→ **TASK BRIEF**
Reproduce the material from the line containing "white flower throat" up to and including the line containing "x=105 y=345", with the request lines unchanged and every x and y coordinate in the answers raised by 63.

%%

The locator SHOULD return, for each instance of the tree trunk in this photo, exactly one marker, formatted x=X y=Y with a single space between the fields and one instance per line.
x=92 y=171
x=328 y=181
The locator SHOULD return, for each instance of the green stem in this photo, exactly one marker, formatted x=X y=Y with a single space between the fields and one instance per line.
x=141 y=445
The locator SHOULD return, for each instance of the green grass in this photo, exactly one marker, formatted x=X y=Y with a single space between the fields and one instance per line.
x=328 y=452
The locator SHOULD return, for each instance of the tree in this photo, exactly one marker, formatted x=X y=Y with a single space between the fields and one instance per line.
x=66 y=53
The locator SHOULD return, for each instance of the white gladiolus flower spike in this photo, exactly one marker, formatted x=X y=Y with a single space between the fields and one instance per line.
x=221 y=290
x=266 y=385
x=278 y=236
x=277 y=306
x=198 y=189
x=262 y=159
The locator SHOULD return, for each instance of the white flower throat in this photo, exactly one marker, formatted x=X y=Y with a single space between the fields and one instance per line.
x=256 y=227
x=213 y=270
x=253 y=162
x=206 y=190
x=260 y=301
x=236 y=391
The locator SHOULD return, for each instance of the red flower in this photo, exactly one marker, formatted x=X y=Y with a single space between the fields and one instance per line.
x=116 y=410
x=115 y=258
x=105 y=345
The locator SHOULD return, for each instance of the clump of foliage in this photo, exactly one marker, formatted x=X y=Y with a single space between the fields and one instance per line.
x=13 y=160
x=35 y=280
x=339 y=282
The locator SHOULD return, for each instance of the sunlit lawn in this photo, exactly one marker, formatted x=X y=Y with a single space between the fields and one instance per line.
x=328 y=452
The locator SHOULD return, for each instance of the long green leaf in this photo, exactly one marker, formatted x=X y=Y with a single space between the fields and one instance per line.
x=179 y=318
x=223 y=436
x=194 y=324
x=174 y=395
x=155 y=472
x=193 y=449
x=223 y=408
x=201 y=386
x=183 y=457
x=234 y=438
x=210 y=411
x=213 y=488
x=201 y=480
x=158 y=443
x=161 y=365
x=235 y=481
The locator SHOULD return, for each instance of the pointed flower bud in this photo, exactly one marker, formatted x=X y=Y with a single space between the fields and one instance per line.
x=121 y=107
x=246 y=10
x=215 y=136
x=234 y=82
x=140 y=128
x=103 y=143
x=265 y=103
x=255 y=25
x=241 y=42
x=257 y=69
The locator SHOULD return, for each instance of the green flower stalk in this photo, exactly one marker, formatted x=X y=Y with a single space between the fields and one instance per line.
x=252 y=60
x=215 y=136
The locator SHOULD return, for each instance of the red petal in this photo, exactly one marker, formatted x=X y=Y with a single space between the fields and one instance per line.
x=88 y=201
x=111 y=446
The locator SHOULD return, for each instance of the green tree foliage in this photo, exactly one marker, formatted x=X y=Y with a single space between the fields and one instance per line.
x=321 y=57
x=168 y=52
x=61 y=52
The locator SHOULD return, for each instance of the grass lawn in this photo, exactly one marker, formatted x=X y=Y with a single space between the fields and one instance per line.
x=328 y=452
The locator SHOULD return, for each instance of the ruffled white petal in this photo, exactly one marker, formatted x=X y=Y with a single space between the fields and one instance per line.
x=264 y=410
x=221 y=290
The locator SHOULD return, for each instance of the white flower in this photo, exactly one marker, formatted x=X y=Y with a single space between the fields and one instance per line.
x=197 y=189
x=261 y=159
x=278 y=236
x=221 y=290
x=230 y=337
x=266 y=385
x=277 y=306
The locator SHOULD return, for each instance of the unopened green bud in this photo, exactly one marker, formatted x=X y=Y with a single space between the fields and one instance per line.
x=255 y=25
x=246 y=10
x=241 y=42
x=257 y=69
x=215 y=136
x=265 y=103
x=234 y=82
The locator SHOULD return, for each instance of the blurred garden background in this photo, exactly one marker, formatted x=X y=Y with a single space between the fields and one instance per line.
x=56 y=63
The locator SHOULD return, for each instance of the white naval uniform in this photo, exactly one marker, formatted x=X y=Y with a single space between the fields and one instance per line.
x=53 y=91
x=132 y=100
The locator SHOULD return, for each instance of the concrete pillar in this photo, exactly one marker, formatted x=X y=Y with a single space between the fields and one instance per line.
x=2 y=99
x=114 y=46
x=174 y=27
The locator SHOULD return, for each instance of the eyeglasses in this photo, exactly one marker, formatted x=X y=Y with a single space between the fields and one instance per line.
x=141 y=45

%%

→ **PROBLEM SOLUTION**
The locator SHOULD return, for each instance of the white flower throat in this photo, exactly one marker, formatted x=X y=Y with a single space between the fields and one instance per line.
x=319 y=290
x=276 y=333
x=316 y=225
x=269 y=253
x=323 y=364
x=299 y=454
The locator SHOULD return, for each instance of the red flower in this photo, exactly one marker, formatted x=X y=Y with a single space between the fields and one instance per line.
x=179 y=473
x=178 y=321
x=168 y=408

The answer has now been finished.